WORK TO BE COMPLETED: Reproduce the passage on simulating glutathione metabolism word for word, in full.
[SOURCE TEXT Boundary: Start]
For each *in silico* computation, the values of various constants (like H_{2}O_{2}) are given, as are the methionine and serine levels in the blood, and the rates of input of cysteine glutamate, and glycine into the blood. These are the "inputs" to the model. The differential equations are then solved to determine the steady-state values of the concentrations of all the variables and the steady state rates of all the reactions. Of course, if the inputs are different the steady state will be different. We experiment with the model by changing the inputs or changing parameters (for example, a parameter that gives the strength of a particular allosteric interaction) and determine what the effect is. By removing interactions we can take the model apart piece by piece so that we can understand how and why glutathione metabolism works the way it does. We also allow the inputs to vary as functions of time (for example the amino acid input will vary because of meals) and compute the time course of each concentration and reaction rate. This allows us to investigate the homeostatic mechanisms that protect the system against fluctuations in the inputs.

A number of substrate concentrations are fixed in the model and in all the simulations reported below. These include: cytosolic GAR (10), NADPH (50), betaine (50), formaldehyde (500), dUMP (20), and total cellular folate (20). All concentrations are in μM.
[SOURCE TEXT Boundary: End]
[MATERIAL SUPPLIED Boundary: Start]
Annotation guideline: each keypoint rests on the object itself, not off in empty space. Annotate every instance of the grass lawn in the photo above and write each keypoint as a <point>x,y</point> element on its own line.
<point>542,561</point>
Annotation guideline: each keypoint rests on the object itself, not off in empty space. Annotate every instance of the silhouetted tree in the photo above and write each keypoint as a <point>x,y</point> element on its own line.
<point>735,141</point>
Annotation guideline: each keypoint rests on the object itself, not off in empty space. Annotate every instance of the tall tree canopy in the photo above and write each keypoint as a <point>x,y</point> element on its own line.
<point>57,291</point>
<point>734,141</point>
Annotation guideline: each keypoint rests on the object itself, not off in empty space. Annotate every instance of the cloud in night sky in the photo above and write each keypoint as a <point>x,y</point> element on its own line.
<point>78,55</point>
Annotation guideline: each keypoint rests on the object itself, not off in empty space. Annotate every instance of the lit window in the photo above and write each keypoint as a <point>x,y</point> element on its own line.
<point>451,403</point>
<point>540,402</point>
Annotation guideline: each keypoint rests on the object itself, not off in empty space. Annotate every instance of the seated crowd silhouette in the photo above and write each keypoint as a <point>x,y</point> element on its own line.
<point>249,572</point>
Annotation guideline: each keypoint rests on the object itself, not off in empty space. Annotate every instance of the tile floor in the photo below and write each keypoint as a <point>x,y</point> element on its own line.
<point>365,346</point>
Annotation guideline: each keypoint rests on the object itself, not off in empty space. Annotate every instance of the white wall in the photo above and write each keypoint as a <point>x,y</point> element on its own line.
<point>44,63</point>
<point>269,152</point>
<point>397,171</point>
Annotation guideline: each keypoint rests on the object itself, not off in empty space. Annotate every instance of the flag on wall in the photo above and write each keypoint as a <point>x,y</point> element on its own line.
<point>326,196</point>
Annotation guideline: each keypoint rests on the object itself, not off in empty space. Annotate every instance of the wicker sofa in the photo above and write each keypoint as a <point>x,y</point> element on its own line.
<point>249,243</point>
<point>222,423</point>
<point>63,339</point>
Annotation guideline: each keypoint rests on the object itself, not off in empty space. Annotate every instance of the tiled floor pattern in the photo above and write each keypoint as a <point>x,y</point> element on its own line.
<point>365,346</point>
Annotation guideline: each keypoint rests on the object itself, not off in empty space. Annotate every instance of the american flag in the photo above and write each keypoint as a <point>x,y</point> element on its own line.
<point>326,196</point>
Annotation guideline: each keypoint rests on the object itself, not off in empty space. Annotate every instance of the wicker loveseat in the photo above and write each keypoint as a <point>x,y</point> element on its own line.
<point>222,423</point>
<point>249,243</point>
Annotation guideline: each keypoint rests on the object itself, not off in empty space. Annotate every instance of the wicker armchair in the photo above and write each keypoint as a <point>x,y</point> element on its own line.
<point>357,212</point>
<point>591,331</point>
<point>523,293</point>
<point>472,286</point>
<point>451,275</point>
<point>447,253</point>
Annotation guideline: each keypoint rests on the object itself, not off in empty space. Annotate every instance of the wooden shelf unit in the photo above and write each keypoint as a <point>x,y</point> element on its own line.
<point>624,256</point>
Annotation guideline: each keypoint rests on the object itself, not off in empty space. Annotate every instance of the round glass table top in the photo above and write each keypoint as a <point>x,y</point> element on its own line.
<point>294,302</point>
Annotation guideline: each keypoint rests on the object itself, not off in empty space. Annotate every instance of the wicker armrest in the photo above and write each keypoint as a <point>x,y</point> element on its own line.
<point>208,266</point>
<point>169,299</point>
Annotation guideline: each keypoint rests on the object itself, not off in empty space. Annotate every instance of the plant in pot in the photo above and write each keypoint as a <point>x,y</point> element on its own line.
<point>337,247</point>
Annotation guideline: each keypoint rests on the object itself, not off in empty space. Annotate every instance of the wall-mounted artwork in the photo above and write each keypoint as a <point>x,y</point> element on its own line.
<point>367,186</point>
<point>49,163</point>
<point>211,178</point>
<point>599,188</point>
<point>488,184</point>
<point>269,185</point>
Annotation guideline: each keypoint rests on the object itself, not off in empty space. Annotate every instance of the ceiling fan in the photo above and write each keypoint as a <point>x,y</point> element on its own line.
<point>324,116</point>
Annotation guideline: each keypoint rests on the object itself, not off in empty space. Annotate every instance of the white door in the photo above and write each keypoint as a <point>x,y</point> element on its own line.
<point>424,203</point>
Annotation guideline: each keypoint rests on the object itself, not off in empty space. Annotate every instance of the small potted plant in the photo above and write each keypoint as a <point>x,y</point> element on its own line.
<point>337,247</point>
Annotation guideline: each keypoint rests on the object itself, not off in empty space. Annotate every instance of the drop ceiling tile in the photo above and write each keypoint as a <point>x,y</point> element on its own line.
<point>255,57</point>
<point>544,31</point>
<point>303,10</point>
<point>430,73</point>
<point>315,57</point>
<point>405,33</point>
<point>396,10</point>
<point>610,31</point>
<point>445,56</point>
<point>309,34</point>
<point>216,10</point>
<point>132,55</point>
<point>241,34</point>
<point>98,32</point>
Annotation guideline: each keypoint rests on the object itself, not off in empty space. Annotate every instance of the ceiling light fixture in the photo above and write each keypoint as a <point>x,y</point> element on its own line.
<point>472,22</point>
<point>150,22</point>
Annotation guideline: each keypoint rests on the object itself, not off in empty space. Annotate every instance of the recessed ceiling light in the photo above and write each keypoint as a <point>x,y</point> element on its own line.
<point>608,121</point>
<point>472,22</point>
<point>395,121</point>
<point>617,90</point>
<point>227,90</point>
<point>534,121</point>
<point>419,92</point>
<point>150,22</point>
[MATERIAL SUPPLIED Boundary: End]
[MATERIAL SUPPLIED Boundary: Start]
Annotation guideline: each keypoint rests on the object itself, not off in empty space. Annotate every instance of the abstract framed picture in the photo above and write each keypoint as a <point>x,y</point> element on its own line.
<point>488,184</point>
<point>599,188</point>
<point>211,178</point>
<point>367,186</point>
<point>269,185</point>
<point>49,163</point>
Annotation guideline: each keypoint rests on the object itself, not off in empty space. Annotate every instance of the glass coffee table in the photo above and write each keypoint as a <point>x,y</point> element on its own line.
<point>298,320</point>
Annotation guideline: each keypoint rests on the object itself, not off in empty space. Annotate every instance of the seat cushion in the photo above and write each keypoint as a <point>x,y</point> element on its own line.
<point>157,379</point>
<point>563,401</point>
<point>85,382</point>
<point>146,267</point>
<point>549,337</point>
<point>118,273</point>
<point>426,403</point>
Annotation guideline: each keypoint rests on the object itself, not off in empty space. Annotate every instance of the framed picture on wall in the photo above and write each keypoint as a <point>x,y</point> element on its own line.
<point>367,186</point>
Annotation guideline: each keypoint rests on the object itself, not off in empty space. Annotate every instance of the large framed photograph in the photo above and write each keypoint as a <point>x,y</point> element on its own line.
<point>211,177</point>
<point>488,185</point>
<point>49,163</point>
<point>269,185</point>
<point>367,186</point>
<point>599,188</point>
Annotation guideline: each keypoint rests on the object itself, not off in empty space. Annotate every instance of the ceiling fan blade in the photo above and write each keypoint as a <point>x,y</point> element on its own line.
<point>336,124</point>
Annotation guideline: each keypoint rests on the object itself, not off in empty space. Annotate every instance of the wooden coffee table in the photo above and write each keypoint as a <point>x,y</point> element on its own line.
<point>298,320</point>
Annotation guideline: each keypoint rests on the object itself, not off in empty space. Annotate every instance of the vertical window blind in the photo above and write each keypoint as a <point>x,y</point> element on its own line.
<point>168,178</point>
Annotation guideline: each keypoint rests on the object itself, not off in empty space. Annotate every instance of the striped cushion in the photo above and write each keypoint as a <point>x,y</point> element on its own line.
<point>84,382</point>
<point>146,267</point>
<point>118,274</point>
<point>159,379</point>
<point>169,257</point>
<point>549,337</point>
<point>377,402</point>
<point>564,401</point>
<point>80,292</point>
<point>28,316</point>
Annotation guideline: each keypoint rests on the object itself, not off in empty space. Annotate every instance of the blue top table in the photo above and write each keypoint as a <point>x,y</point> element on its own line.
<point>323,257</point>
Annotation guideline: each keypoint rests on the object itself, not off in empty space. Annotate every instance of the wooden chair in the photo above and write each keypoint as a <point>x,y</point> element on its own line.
[MATERIAL SUPPLIED Boundary: End]
SOLUTION:
For each *in silico* computation, the values of various constants (like H_{2}O_{2}) are given, as are the methionine and serine levels in the blood, and the rates of input of cysteine glutamate, and glycine into the blood. These are the "inputs" to the model. The differential equations are then solved to determine the steady-state values of the concentrations of all the variables and the steady state rates of all the reactions. Of course, if the inputs are different the steady state will be different. We experiment with the model by changing the inputs or changing parameters (for example, a parameter that gives the strength of a particular allosteric interaction) and determine what the effect is. By removing interactions we can take the model apart piece by piece so that we can understand how and why glutathione metabolism works the way it does. We also allow the inputs to vary as functions of time (for example the amino acid input will vary because of meals) and compute the time course of each concentration and reaction rate. This allows us to investigate the homeostatic mechanisms that protect the system against fluctuations in the inputs.

A number of substrate concentrations are fixed in the model and in all the simulations reported below. These include: cytosolic GAR (10), NADPH (50), betaine (50), formaldehyde (500), dUMP (20), and total cellular folate (20). All concentrations are in μM.